--- Prompt 1 ---
Write out the part of the LLaVA-NeXT code that opens with the words containing "2.3 LLaVA-NeXT Improvements¶" and closes with "Vision Encoder (SigLIP)". Copy it exactly.
--- Prompt 2 ---
Answer these questions from the LLaVA-NeXT code, one answer per line and marked like the questions:
(a) Which vision encoder does the code list as the better one?
(b) How many resolutions does SUPPORTED_RESOLUTIONS contain?
(c) What is the default value of base_resolution in anyres_processing?
--- Prompt 3 ---
For each statement, say whether it agrees with the LLaVA-NeXT code. Give yes or no and quote the deciding words.
(a) SUPPORTED_RESOLUTIONS includes (1008, 1008).
(b) The larger LLMs named are Llama 3 and Qwen 2.
(c) select_best_resolution is declared as a static method.

2.3 LLaVA-NeXT Improvements¶

class LLaVANeXTConfig:
    """
    LLaVA-NeXT Improvements

    1. High-resolution support (AnyRes)
    2. Better Vision Encoder (SigLIP)
    3. Larger LLM (Llama 3, Qwen 2)
    """

    # AnyRes: handle various resolutions
    SUPPORTED_RESOLUTIONS = [
        (336, 336),
        (672, 336),
        (336, 672),
        (672, 672),
        (1008, 336),
        (336, 1008),
    ]

    @staticmethod
    def select_best_resolution(image_size: tuple, resolutions: list):
        """Select best resolution for image"""
        img_h, img_w = image_size
        img_ratio = img_w / img_h

        best_res = None
        best_ratio_diff = float('inf')

        for res in resolutions:
            res_ratio = res[1] / res[0]
            ratio_diff = abs(img_ratio - res_ratio)

            if ratio_diff < best_ratio_diff:
                best_ratio_diff = ratio_diff
                best_res = res

        return best_res


def anyres_processing(image, base_resolution=336):
    """

--- Supplied material ---

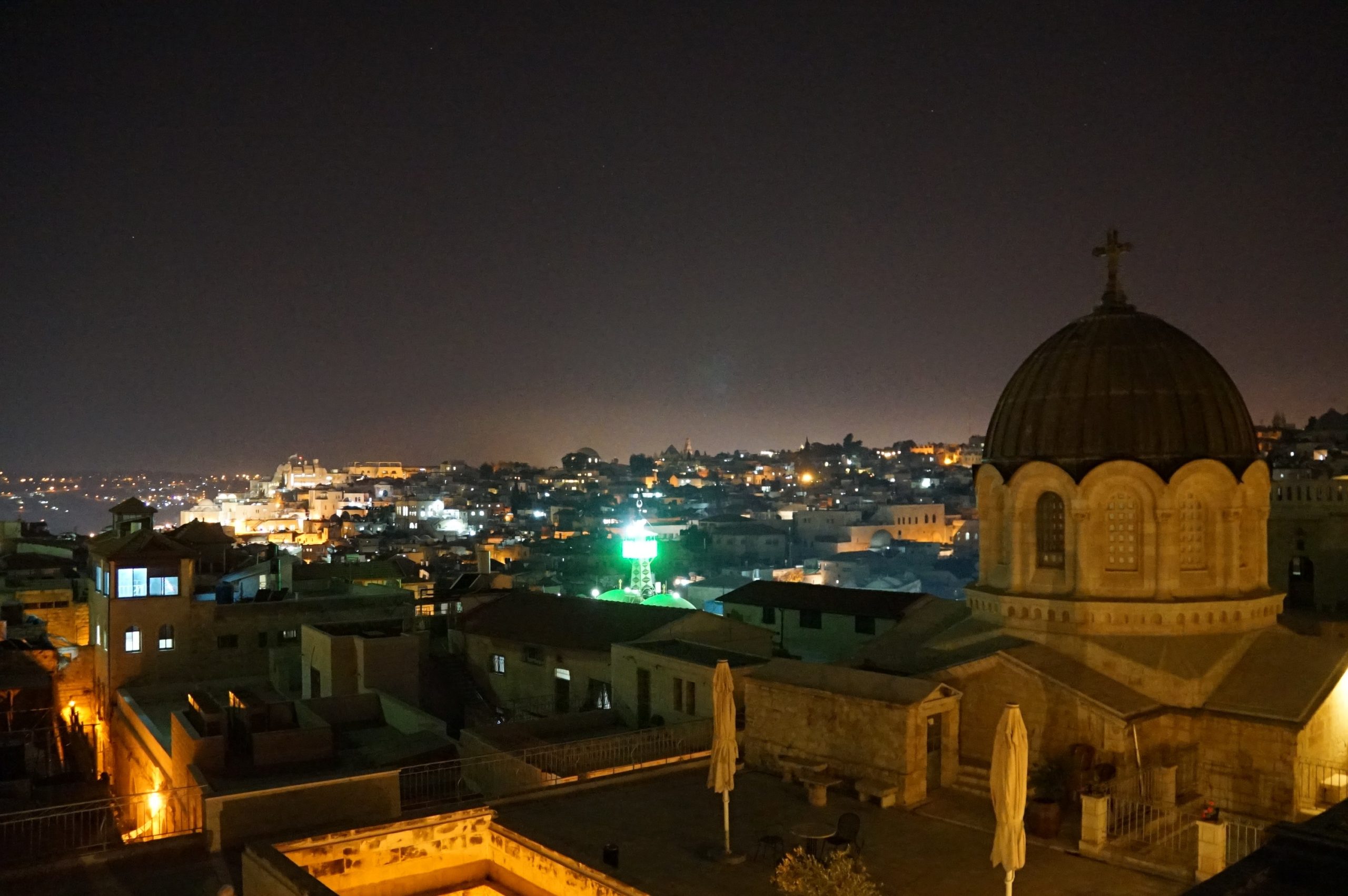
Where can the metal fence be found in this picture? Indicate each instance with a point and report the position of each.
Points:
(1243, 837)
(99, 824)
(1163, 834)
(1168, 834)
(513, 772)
* * *
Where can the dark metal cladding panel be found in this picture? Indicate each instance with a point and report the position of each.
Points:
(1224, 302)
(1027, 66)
...
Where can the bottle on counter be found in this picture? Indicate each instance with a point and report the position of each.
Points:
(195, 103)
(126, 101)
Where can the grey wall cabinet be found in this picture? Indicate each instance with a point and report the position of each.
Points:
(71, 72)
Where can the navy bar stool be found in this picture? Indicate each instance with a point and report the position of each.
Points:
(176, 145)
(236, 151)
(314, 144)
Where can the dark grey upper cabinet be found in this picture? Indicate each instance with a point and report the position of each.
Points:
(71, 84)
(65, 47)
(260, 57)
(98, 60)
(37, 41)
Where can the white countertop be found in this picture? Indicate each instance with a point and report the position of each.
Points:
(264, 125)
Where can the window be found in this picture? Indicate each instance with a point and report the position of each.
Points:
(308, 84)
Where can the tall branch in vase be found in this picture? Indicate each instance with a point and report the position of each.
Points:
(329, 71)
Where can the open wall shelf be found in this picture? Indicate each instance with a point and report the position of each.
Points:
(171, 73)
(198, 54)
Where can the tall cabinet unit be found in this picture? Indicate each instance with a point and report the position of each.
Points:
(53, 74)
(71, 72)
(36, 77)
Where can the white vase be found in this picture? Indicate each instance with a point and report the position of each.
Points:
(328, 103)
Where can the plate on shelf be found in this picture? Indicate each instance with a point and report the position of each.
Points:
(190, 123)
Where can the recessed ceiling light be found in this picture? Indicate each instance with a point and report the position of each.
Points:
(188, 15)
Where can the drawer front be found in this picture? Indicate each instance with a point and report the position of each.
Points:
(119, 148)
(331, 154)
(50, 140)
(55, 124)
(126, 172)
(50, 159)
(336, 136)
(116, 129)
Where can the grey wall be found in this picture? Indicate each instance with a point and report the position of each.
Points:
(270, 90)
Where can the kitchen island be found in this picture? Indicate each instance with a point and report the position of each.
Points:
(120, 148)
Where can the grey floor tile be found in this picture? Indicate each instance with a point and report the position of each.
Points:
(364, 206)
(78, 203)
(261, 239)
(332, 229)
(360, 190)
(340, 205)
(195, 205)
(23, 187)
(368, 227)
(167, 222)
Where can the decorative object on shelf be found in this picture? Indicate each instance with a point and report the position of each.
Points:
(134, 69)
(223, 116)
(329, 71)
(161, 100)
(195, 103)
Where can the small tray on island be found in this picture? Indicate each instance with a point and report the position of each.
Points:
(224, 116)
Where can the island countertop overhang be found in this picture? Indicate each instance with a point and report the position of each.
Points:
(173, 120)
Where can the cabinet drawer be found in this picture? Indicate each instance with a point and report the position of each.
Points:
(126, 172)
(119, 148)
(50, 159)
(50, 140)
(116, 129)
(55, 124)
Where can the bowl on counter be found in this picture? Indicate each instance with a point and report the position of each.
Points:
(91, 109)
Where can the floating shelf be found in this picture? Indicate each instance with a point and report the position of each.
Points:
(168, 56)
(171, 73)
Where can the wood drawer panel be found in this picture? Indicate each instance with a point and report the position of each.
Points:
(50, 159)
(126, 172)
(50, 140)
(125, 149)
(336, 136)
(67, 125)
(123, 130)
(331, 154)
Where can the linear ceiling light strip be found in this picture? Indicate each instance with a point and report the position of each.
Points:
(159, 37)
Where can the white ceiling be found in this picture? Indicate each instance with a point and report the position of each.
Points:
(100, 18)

--- Answer box 1 ---
2.3 LLaVA-NeXT Improvements¶

class LLaVANeXTConfig:
    """
    LLaVA-NeXT Improvements

    1. High-resolution support (AnyRes)
    2. Better Vision Encoder (SigLIP)

--- Answer box 2 ---
(a) SigLIP
(b) Six
(c) 336

--- Answer box 3 ---
(a) No: the largest entries are "(1008, 336)," and "(336, 1008),"
(b) Yes: "3. Larger LLM (Llama 3, Qwen 2)"
(c) Yes: "@staticmethod"